▸ TASK
Can you reproduce, character for character, everything in the records below from the line containing "Highlight green lawn." down to the line containing "0;243;247;299", with both of those lines included and nothing else?
— START —
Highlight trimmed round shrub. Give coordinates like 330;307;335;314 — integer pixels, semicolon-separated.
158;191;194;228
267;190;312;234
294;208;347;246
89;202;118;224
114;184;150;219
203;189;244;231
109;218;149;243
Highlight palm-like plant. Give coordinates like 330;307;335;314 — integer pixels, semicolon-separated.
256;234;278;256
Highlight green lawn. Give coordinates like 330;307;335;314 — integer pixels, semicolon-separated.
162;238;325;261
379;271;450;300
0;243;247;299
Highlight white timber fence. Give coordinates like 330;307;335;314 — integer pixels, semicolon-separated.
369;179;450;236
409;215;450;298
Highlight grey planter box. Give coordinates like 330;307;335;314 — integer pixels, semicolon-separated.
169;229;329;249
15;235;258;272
— END —
— START —
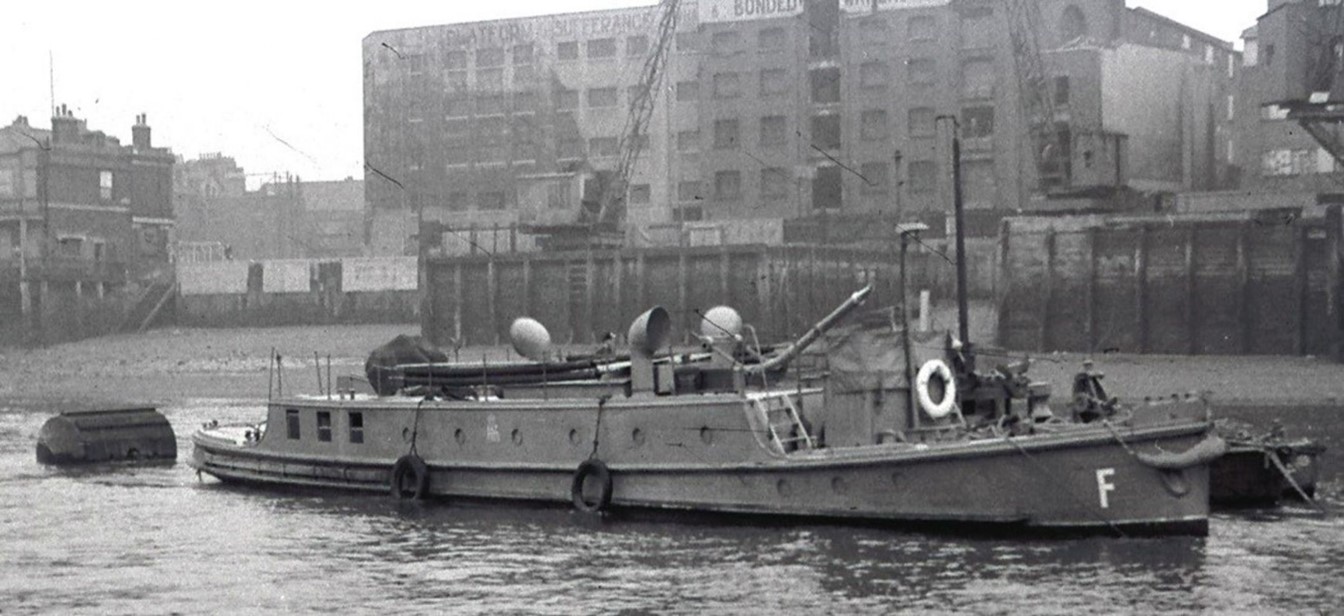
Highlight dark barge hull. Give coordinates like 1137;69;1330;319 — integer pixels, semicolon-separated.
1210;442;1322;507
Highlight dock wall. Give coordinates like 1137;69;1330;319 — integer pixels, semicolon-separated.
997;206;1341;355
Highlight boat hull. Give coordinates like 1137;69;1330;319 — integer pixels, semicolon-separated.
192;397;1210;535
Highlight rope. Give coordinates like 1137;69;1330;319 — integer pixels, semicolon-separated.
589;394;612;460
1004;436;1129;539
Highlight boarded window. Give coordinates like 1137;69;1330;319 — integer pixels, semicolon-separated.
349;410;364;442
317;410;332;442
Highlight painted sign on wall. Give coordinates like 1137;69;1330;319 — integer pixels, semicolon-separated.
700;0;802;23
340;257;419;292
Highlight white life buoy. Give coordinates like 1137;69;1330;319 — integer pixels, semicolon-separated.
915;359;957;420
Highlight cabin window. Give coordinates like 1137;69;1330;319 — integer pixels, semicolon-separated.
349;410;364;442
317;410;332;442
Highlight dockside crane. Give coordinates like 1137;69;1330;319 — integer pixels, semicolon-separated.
— END —
▸ CORRECT ANSWER
Highlight green lawn. Give coordinates like 330;307;335;314 — integer pixels, semicolon-separated.
162;238;325;261
379;271;450;300
0;243;247;299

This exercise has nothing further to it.